**** GIVEN TEXT ****

My Therapist Says That’s a Thought, Not a Feeling
How the Feeling Wheel has helped me navigate my emotions during a pandemic
“How does that make you feel?” is probably the question most associated with therapy. It’s meant to help people connect with their feelings, but sometimes it can be hard to adequately express emotions. I should know — my therapist calls me out on this on a regular basis. We were discussing my relationship with close family members when my therapist asked how a particular situation made me feel.
“Well, I think…” and I rattled on.
“That’s a thought,” she said gently. “Not a feeling.”
“Oh, umm… okay,” I stammered. “Ugh, I wish there was a list of feelings I could just pick and choose from.”
Lo and behold, there is. My therapist mentioned the Feeling Wheel during our session and a quick Google search returned a colorful wheel with a spectrum of emotions. First developed by psychotherapist Gloria Willcox in the 1980s, the Feeling Wheel is composed of six core emotions at the center of the wheel: happy, sad, disgusted, angry, fearful, bad, and surprised. Notice that “fine”—a common response to the question “How are you?”—isn’t one of them. That’s because “fine,” my friends, isn’t a feeling.
“Expressing what you’re feeling, such as hurt, disappointment, and shame is extremely vulnerable — we’re allowing another person to see us.”
Beyond the six core feelings, the wheel goes more in-depth with a middle ring naming feelings associated with one of the six core emotions. For example, fearful includes scared, anxious, insecure, weak, rejected, and threatened.
Name it to tame it
“It’s really hard for us to identify what we are feeling instead of explaining it. I find that when I ask my clients what they’re feeling, they often discuss what they’re thinking,” explains Tatyana Rameau, a Chicago-based therapist. “Expressing what you’re feeling, such as hurt, disappointment, and shame is extremely vulnerable — we’re allowing another person to see us. Yet once we are able to say [what we feel], we are then able to take ownership of it and decide how we want to proceed. It allows us to feel then release rather than react.”
At the beginning of my practice with the Feeling Wheel, I’d keep a running list in the Notes app on my phone of my emotions that day and what circumstances or situations could be tied to them. This isn’t to say every emotion necessarily means something, but this habit helped me 1) name my emotions; and 2) see if there was any correlation between the emotion and current circumstances. For example, when a friend announced her pregnancy this summer, I felt jealous, angry, and anxious as I wondered if a successful pregnancy would ever happen for me and my husband, given our failed IVF cycle earlier this year.
Living through a global pandemic during racial unrest as a Black woman in America has led to a plethora of emotions. Over the course of the last few months, I’ve felt anxious, furious, stressed, scared, overwhelmed, annoyed, and critical, just to name a few. So often it’s not just one emotion we’re feeling at any given time, but multiple emotions all at once.

**** SUPPLIED ENTRIES ****

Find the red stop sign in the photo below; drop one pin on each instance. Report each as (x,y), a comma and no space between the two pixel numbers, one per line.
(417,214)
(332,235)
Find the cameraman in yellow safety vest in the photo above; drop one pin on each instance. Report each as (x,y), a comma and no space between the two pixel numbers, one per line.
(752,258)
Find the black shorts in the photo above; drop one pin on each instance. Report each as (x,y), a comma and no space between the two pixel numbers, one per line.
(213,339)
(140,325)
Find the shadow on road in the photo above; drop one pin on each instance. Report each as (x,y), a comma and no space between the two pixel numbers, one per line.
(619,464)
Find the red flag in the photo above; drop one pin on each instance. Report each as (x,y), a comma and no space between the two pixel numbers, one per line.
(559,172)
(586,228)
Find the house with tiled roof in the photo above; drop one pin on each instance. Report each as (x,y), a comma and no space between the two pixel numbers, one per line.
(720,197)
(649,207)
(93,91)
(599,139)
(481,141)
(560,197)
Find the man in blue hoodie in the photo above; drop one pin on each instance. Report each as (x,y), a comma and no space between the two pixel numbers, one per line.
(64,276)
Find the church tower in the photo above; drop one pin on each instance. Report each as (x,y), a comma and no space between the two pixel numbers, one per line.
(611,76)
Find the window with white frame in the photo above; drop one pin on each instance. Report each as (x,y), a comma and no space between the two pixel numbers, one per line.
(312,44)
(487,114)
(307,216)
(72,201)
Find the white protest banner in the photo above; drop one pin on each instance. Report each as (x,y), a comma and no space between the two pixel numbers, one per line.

****

ABOUT THIS TASK>
Answer these questions using the essay on the Feeling Wheel.
1. Who first developed the Feeling Wheel, and in which decade?
2. Which feelings does the middle ring include under "fearful"?
3. Where did the writer keep a running list of the day's emotions?

REPLY TO THE EXERCISE>
1. Psychotherapist Gloria Willcox developed it in the 1980s.
2. Scared, anxious, insecure, weak, rejected, and threatened.
3. In the Notes app on the writer's phone.